- _Problem requirements_
Repeat the records below verbatim and include no pictures.

(Dataset records)
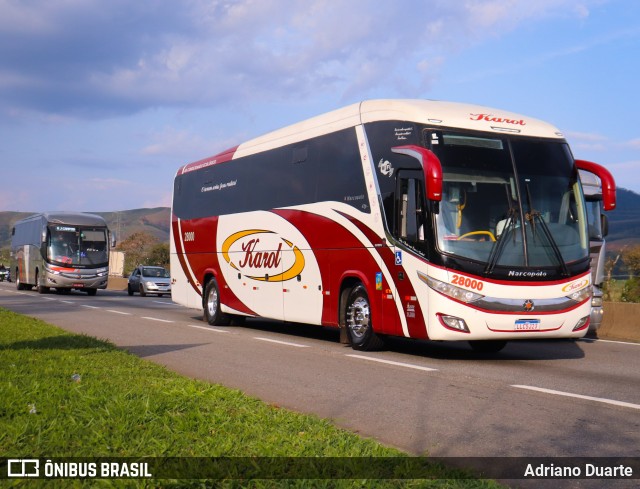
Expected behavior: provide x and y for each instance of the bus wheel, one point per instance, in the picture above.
(487, 346)
(211, 305)
(358, 318)
(40, 288)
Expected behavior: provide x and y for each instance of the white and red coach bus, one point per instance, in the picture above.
(409, 218)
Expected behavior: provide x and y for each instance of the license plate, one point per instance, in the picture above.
(527, 324)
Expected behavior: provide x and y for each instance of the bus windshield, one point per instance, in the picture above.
(77, 246)
(509, 202)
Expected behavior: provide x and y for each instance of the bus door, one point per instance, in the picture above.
(410, 233)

- _Output below_
Expected behavior: provide x and y for each instance of the bus wheel, one point per instance, in the picture above.
(487, 346)
(211, 305)
(358, 318)
(40, 288)
Expected behavior: provide x and y for each instance of the white and red coach bus, one point per instance, in the picture above.
(409, 218)
Expected behavior: provide x and y for each instance of the license plate, one point per instance, in the picture above.
(527, 324)
Expected behavior: provide x and y for each instance of the bus windshield, one point per instance, in the picture above.
(77, 246)
(509, 202)
Expected behavior: provide x and y for each instance of the bus door, one point per instance, in the picture above.
(410, 233)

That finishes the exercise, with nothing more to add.